## Exercise requirements
From the first line to the last, write out the records below exactly as they appear.

═══ Material for the task ═══

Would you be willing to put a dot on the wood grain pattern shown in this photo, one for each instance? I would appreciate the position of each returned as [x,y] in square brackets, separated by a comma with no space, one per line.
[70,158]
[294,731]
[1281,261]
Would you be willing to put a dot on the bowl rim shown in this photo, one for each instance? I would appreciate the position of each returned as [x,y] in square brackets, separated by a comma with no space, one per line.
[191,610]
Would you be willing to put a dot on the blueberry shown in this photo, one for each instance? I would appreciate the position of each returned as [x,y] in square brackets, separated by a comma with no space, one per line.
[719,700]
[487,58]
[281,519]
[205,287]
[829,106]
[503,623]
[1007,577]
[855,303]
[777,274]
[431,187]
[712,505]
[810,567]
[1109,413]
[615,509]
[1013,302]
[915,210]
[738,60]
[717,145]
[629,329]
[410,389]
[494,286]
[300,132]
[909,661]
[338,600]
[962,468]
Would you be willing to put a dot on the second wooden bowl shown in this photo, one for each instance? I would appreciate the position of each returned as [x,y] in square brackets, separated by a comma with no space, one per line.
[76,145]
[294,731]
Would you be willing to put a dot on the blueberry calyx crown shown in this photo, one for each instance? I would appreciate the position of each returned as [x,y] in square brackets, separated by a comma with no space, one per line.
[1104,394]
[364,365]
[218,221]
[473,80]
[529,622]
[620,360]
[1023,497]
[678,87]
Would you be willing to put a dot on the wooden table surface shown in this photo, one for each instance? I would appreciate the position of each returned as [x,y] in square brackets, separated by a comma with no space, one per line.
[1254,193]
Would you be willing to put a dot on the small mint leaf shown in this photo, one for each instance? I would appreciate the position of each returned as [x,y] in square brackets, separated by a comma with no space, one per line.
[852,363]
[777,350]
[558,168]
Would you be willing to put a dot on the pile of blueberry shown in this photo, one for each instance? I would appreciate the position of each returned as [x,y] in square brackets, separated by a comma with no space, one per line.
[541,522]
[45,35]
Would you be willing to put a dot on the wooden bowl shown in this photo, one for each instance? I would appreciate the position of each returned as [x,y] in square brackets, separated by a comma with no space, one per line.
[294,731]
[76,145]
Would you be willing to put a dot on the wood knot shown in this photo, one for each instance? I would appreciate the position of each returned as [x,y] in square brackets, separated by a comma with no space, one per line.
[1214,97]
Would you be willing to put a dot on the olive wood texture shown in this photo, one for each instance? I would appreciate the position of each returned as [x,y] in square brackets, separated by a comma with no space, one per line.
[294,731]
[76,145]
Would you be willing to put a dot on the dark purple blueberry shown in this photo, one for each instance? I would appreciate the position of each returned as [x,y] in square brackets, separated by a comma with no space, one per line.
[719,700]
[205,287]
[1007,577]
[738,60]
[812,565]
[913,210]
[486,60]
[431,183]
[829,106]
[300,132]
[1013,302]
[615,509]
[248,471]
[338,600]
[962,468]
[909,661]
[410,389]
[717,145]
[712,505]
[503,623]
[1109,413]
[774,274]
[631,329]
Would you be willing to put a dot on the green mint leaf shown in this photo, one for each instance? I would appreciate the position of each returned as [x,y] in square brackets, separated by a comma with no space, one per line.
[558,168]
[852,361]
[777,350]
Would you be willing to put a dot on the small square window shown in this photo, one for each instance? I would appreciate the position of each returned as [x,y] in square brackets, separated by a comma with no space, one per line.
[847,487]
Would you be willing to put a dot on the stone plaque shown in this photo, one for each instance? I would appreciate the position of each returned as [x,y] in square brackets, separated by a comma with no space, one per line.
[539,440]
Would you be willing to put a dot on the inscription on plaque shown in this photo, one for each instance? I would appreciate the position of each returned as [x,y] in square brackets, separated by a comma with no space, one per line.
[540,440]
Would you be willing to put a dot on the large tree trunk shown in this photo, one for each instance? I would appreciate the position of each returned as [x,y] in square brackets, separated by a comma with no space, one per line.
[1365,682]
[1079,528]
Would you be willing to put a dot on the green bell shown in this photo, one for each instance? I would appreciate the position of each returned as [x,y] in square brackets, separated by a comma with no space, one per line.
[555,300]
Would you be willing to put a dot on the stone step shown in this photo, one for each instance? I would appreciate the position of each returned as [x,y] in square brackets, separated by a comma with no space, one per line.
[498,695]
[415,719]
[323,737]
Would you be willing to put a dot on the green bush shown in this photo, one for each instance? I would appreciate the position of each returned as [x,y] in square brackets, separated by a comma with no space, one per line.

═══

## Expected answer
Would you be willing to put a dot on the wood grain pattern shown in this photo, one for each instance? I would appreciate the position of each returned as [x,y] in square brackets, separated by a comma with no space, one per line.
[70,158]
[294,731]
[1281,261]
Would you be willing to put a dot on the bowl rim shown in this photo, one for each instance? I would appreciate the position of each returned as [x,y] in square brackets, separated by a comma with no space, one per line.
[191,610]
Would you be willing to put a dot on the blueberry shown in this photo, one for each instance? I would appreciate the position of each returned as [x,y] in square brackets, separated by a comma with no space, one per line.
[719,700]
[487,58]
[281,519]
[205,287]
[829,106]
[503,623]
[1007,577]
[855,303]
[777,274]
[431,187]
[712,505]
[810,567]
[1109,413]
[615,509]
[1013,302]
[915,210]
[738,60]
[717,145]
[629,329]
[410,389]
[494,286]
[300,132]
[909,661]
[338,600]
[962,468]
Would you be willing to put a dot on the second wooden bowl shown in this photo, one for each instance? I would appreciate the position of each returned as [x,y] in square brackets, separated by a comma with no space, one per line.
[76,145]
[294,731]
Would you be willing to put a dot on the blueberry calyx crown shown in this photo, one for each instance? I would appreciate the position of each returned as [x,y] in square brackets, separated by a comma with no space, one per line.
[1104,394]
[364,365]
[218,221]
[473,80]
[529,622]
[620,360]
[1023,497]
[678,87]
Would you be willing to put a dot on the wooden table surface shown in this photo, one for each instance? I would appreciate the position of each returned as [x,y] in square brackets, separated by a comma with no space, one per line.
[1254,193]
Would you be willing to put a dot on the small mint leaf shown in this photo, one for each instance? I would appreciate the position of each returned as [x,y] in square brackets, separated by a comma with no space, one per line.
[852,363]
[777,350]
[558,168]
Would you be willing to put a dot on the pile of blueberry shown in this photo, one for each instance? I would appreciate the position of each returned as [x,y] in square brackets, separated by a comma with no space, one per line.
[541,522]
[45,35]
Would you be willing to put a dot on the wooden bowl shown in this photo, one for each instance? I would appreciate the position of each returned as [x,y] in square brackets, separated by a comma with no space, one per line.
[294,731]
[76,145]
Would you be willing to put a dot on the wood knot shown in this photo, one for each instance? I would appreciate the position of each returned as [x,y] in square brackets, separated by a comma with no space, one per line.
[1214,97]
Would you be willing to put a dot on the olive wood texture shown in this photo, one for each instance? I would appreciate the position of each returned as [x,y] in square brackets, separated by a comma with no space, one per line.
[294,731]
[76,145]
Would you be willing to put a dot on the dark purple blueberry shown in this photo, one for each instance? I would appreciate the position of each returned as [x,y] in square brackets, separated by a comma with no space, one per line.
[719,700]
[205,287]
[1007,577]
[738,60]
[812,565]
[913,210]
[486,60]
[431,183]
[829,106]
[300,132]
[1013,302]
[615,509]
[248,471]
[338,600]
[962,468]
[909,661]
[410,389]
[717,145]
[712,505]
[503,623]
[1109,413]
[774,274]
[631,329]
Would you be willing to put a dot on the green mint leaf shown in this photo, one for each instance? I would appreciate the position of each returned as [x,y] in square brackets, separated by a comma with no space, one per line.
[558,168]
[852,361]
[777,350]
Would you be willing to put a dot on the small square window shown in this photo, one for each instance? I would appreciate the position of each returned as [x,y] in square brackets, separated by a comma with no space, one per line.
[847,487]
Would you be willing to put a dot on the stone plaque shown in this photo, one for each instance? I would appreciate the position of each returned as [x,y] in square brackets, separated by a comma with no space, one per line.
[539,440]
Would you be willing to put a dot on the inscription on plaque shown in this photo, one for each instance? I would appreciate the position of each returned as [x,y] in square brackets, separated by a comma with no space, one per line.
[540,440]
Would you be willing to put a dot on the large tree trunk shown in this photo, one for each instance? I would appreciate the position of each returned as [x,y] in square brackets, separated by a comma with no space, one per line.
[1365,682]
[1079,528]
Would you be willing to put a dot on the green bell shown in this photo, one for each instance? I would appreciate the position of each returned as [x,y] in square brackets, separated by a comma with no space, one per line.
[555,300]
Would you be willing to put a dot on the stone step shown in this photo, one for each instance? I would appreciate the position of each returned as [x,y] in square brackets, separated by a comma with no space, one per line.
[498,695]
[415,719]
[323,737]
Would you be willing to put a dot on the green bush shown in this photo, one for each instance? I would appreciate the position of each returned as [x,y] in square brackets, separated by a comma with no space, one per line.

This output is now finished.